Complete the following:
**1)** In the passage on moving sidewalks, transcribe the stretch from "In 1953, Goodyear" through "close enough. (Source.)".
**2)** List every speed in miles per hour that the passage on moving sidewalks states.

Selected passage:
+++++
Possibly the first touch locally for this transit concept was in “The Roads Must Roll”, a sci-fi short written by Robert A. Heinlein (1940), about future cities built around
moving sidewalks.
In Heinlein's story, massive conveyors replaced highways and rail as the dominant form of transportation in the US, but as dependence on them grew, they were susceptible to sabotage, which forms the overriding plot (perhaps not unlike the real story of the automakers supplant of the US rail system). In his description of the landscape, he incorporates a Midwest trail which fairly resembles Ohio's scrapped 3C corridor:
Robert Heinlein imagined the United States—facing a war-strained
petroleum shortage that meant the "end of the automobile era was in
sight"—shifting to a series of massive commuter moving walkways. Of the
first "mechanized road," built between Cincinnati and Cleveland [in 1960],
Heinlein writes: "It was, as one would expect, comparatively primitive
in design, being based on the ore belt conveyors of ten years earlier.
The fastest strip moved only thirty miles per hour, and was quite
narrow, for no one had yet thought of the possibility of locating retail
trade on the strips themselves." (Source.)
And detailing it further:
...there is a massive network of parallel moving belts, the inner ones
faster. Passengers are screened from wind, and there are chairs and even
shops on the belt. In the Heinlein work the fast lane runs at 100 mph
(160 km/h)... The relative speed of two adjacent belts is
5 mph (8 km/h) (in the book the fast lane stops, and the second lane keeps running at 95 mph (152 km/h)). (Source.)
In 1953, Goodyear turned fiction into reality. Contributing to the mass transit dialogue, they offered their industrial conveyor belts as peoplemovers, which perked up local ears:
The Goodyear Tire and Rubber Company proposed a new, technologically-advanced public transit system that wasn't quite "rapid transit," but was close enough. (Source.)
+++++
Records:
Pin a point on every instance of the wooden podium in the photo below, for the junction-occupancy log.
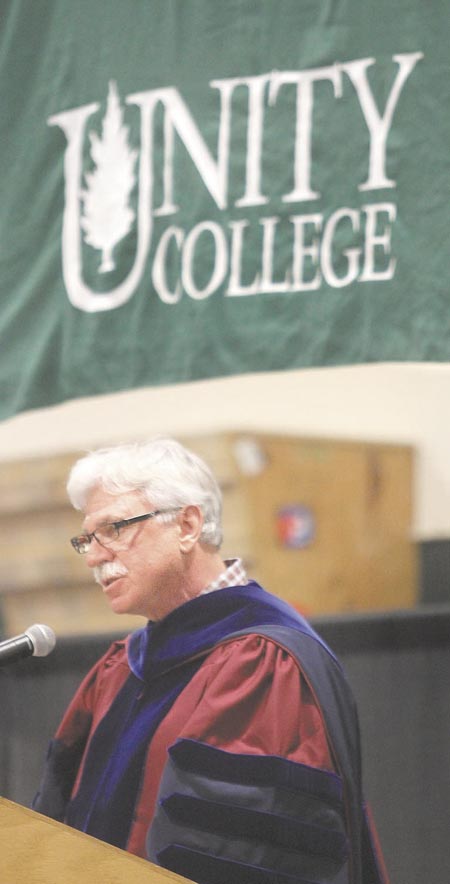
(38, 850)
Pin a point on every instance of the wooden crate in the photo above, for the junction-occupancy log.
(325, 524)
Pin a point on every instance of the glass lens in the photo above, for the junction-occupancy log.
(107, 533)
(81, 543)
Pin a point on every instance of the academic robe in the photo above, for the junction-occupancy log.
(221, 743)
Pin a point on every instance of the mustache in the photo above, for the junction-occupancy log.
(108, 570)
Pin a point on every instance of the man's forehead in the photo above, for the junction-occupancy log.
(102, 506)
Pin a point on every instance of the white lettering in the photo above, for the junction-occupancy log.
(379, 125)
(383, 240)
(220, 260)
(351, 255)
(304, 81)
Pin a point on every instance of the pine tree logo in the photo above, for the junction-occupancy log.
(107, 216)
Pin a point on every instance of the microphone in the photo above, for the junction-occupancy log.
(38, 640)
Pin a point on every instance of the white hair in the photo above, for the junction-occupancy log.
(165, 472)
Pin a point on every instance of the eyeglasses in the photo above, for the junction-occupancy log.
(110, 532)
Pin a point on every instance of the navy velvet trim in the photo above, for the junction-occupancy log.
(58, 778)
(206, 869)
(270, 828)
(266, 770)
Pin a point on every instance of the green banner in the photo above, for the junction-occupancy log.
(194, 189)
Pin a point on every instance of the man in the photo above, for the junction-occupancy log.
(221, 739)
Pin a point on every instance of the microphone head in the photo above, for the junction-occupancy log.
(42, 638)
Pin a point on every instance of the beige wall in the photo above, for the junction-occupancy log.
(392, 403)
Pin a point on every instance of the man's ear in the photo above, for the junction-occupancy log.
(190, 523)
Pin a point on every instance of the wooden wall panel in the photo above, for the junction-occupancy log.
(352, 552)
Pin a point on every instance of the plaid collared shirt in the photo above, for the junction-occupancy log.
(234, 575)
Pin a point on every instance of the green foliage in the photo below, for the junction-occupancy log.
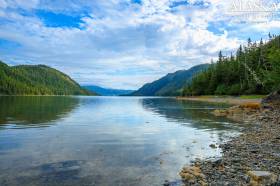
(255, 69)
(170, 85)
(36, 80)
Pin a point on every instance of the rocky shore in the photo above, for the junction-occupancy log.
(253, 158)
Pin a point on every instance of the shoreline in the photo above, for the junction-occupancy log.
(252, 158)
(227, 99)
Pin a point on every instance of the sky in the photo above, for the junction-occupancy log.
(127, 43)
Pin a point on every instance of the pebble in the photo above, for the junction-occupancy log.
(255, 152)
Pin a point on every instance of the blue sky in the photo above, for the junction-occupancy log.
(125, 43)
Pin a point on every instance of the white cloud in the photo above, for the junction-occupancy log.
(118, 44)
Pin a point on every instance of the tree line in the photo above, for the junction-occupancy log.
(254, 69)
(36, 80)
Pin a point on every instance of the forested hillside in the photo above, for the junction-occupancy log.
(170, 85)
(254, 69)
(36, 80)
(107, 91)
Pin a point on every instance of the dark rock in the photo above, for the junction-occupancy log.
(272, 99)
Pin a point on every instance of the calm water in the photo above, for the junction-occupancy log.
(104, 140)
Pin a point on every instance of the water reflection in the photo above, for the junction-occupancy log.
(192, 113)
(26, 111)
(103, 140)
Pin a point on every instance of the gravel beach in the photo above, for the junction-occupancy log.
(253, 158)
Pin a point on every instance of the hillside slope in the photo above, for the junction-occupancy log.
(107, 91)
(255, 69)
(171, 84)
(36, 80)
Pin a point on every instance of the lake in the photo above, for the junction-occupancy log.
(105, 140)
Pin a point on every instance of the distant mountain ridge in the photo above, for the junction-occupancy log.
(107, 91)
(170, 85)
(37, 80)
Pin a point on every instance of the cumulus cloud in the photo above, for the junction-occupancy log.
(117, 43)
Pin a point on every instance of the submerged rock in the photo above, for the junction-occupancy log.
(272, 99)
(262, 178)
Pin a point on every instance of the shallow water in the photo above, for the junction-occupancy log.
(104, 140)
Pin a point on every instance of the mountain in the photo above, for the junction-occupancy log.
(171, 84)
(37, 80)
(254, 69)
(107, 91)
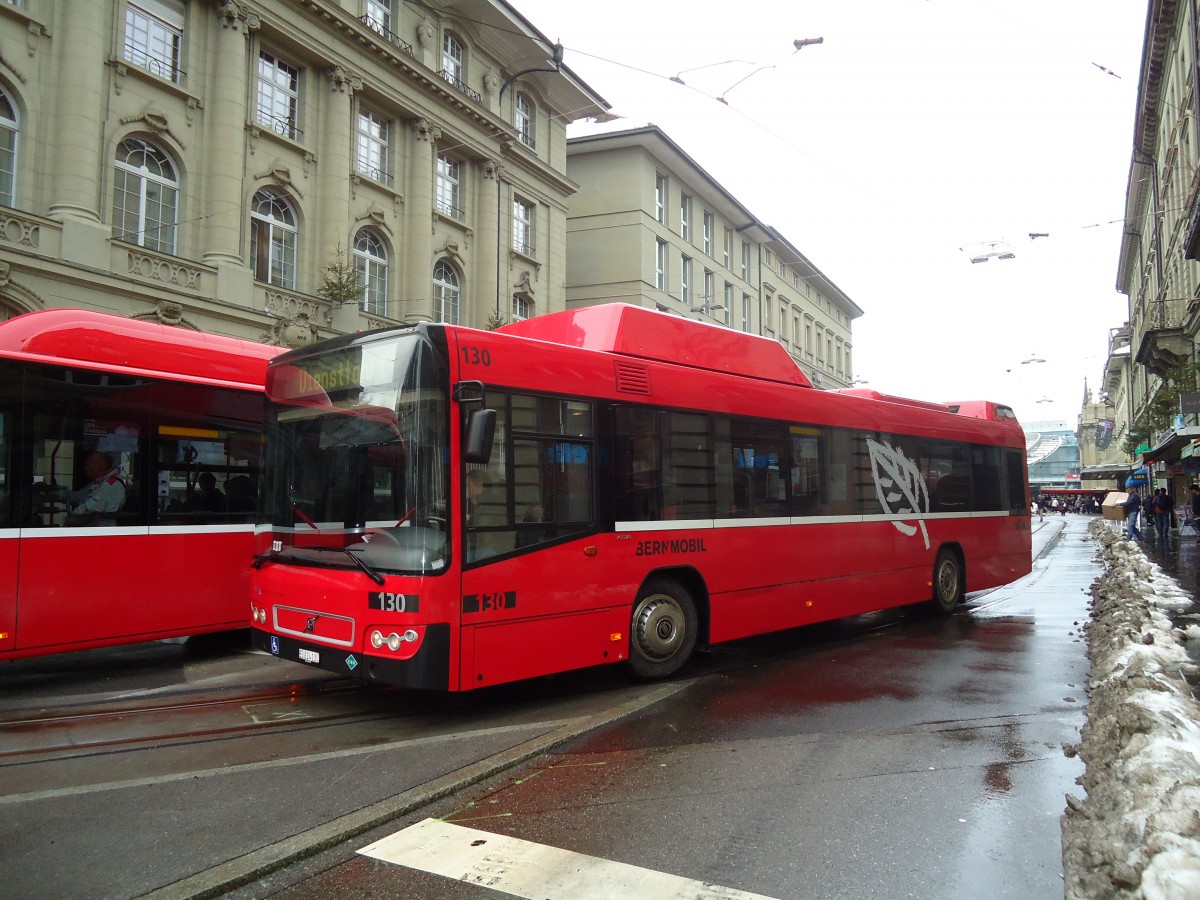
+++++
Set of answers:
**1)**
In 1953, Goodyear turned fiction into reality. Contributing to the mass transit dialogue, they offered their industrial conveyor belts as peoplemovers, which perked up local ears:
The Goodyear Tire and Rubber Company proposed a new, technologically-advanced public transit system that wasn't quite "rapid transit," but was close enough. (Source.)

**2)**
- thirty miles per hour
- 100 mph
- 5 mph
- 95 mph